◆ **PROBLEM REQUIREMENTS**: The line containing "Target: oven door handle" marks the start, and the last line of the records below marks the end. Print that run exactly and nothing else.

++++++++

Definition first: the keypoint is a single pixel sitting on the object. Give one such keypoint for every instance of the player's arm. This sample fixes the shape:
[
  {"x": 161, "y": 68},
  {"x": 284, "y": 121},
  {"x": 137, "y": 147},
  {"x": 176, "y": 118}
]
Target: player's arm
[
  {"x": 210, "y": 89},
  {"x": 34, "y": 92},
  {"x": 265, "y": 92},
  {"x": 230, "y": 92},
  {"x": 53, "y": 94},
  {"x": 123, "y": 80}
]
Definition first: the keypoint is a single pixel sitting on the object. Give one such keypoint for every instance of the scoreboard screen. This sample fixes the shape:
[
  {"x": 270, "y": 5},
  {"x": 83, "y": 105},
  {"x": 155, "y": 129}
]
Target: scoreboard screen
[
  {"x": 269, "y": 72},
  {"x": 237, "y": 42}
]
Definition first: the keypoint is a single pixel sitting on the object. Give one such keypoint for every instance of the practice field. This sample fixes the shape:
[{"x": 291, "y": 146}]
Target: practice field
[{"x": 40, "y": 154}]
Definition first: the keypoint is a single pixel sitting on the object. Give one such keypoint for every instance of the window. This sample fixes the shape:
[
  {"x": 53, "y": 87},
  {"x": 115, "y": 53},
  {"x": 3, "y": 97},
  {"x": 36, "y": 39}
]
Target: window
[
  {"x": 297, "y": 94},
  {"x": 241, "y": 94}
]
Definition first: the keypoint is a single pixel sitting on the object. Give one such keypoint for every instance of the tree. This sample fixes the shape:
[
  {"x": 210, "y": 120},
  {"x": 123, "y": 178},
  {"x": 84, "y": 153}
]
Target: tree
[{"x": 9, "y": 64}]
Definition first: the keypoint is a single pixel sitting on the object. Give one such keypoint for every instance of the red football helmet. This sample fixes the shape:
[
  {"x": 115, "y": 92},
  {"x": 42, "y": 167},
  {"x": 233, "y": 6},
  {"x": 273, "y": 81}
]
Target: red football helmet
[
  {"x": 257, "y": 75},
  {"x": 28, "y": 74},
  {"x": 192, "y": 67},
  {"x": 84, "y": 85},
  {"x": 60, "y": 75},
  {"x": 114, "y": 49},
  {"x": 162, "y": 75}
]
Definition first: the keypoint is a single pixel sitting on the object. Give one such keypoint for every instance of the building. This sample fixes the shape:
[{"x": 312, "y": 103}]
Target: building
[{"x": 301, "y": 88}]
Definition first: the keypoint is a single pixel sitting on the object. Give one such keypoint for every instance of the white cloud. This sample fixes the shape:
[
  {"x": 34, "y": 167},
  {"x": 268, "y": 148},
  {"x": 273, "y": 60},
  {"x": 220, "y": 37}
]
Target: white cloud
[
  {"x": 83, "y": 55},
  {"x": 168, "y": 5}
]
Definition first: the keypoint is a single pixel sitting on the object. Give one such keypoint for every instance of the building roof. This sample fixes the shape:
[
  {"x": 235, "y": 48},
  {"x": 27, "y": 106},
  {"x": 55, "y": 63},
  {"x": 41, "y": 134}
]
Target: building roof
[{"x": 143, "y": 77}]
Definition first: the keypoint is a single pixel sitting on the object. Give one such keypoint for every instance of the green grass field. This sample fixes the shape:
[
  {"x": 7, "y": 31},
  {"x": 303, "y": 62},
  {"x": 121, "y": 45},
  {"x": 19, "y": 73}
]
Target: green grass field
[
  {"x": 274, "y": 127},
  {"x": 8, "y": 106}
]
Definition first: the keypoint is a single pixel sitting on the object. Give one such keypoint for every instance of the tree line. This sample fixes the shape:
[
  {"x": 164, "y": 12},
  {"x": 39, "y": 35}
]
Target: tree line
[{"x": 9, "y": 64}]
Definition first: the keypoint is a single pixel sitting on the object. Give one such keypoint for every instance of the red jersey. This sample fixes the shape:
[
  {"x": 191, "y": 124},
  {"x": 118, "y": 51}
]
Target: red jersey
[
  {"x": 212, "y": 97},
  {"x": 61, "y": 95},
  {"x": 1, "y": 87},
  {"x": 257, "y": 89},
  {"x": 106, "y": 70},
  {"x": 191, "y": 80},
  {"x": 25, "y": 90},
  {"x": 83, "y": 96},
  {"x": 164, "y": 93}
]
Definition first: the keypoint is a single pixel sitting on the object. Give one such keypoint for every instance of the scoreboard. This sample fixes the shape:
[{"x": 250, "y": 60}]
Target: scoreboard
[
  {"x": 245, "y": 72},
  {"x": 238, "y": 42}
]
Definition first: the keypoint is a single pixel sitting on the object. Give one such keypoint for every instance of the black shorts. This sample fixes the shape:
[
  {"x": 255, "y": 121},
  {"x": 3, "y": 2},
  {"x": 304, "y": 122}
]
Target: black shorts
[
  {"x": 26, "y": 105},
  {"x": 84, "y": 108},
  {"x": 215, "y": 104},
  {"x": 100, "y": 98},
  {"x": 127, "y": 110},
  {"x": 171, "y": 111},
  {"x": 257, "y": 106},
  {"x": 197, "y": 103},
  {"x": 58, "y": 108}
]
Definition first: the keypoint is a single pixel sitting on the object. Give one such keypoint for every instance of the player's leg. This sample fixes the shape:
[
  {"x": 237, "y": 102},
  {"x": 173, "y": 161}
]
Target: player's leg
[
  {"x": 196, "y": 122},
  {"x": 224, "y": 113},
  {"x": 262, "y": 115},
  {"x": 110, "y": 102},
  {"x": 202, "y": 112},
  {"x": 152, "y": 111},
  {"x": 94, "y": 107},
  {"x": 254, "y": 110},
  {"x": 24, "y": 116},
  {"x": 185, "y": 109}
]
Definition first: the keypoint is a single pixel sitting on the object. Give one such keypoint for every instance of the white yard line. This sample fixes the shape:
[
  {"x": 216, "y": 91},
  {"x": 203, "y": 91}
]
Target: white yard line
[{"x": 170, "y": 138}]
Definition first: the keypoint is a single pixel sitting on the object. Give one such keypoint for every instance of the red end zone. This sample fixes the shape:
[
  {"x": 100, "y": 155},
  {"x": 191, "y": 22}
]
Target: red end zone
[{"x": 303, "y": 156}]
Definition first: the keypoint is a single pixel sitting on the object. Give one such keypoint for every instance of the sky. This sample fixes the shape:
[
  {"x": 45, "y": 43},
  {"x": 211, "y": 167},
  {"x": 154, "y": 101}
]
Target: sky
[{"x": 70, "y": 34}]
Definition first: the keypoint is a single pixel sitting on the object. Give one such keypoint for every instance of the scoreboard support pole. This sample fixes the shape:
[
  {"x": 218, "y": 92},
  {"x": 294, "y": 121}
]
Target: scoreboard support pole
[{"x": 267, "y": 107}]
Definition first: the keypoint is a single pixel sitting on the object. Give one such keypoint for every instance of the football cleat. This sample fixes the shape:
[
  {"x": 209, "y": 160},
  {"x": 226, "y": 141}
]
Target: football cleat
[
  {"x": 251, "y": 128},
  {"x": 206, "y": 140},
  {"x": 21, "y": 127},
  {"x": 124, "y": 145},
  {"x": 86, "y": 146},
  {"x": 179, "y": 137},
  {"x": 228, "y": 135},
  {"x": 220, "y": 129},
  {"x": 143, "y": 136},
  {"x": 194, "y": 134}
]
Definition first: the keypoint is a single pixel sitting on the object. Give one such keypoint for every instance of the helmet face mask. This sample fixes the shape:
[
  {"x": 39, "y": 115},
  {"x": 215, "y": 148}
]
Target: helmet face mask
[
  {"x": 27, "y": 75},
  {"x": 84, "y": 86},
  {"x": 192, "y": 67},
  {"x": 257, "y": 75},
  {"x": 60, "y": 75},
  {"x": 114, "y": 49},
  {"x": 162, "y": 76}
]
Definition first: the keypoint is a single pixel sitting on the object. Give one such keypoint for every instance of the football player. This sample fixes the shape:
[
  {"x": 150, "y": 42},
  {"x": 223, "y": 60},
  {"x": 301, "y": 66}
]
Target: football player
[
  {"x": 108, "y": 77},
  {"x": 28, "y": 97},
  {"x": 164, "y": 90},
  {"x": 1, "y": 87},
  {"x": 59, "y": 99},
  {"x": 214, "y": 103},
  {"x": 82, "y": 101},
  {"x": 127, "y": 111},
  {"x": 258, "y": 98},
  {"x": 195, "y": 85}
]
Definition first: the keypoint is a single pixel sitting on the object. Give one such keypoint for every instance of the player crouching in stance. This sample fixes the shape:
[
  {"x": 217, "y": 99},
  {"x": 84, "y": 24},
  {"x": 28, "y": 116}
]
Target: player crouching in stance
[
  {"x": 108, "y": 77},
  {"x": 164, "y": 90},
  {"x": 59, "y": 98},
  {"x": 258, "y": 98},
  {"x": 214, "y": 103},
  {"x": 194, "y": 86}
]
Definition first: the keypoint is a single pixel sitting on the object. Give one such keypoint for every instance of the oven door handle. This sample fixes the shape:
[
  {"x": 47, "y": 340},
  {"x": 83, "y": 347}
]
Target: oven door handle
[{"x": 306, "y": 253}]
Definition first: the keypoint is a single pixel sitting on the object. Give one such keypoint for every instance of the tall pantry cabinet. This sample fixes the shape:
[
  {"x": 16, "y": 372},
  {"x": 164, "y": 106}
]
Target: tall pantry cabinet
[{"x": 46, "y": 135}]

++++++++

◆ **ANSWER SECTION**:
Target: oven door handle
[{"x": 306, "y": 253}]
Definition first: the keypoint is a single pixel sitting on the object. Give one such keypoint for every instance of the tall pantry cabinet. This sample fixes the shape:
[
  {"x": 16, "y": 372},
  {"x": 164, "y": 106}
]
Target: tall pantry cabinet
[{"x": 46, "y": 135}]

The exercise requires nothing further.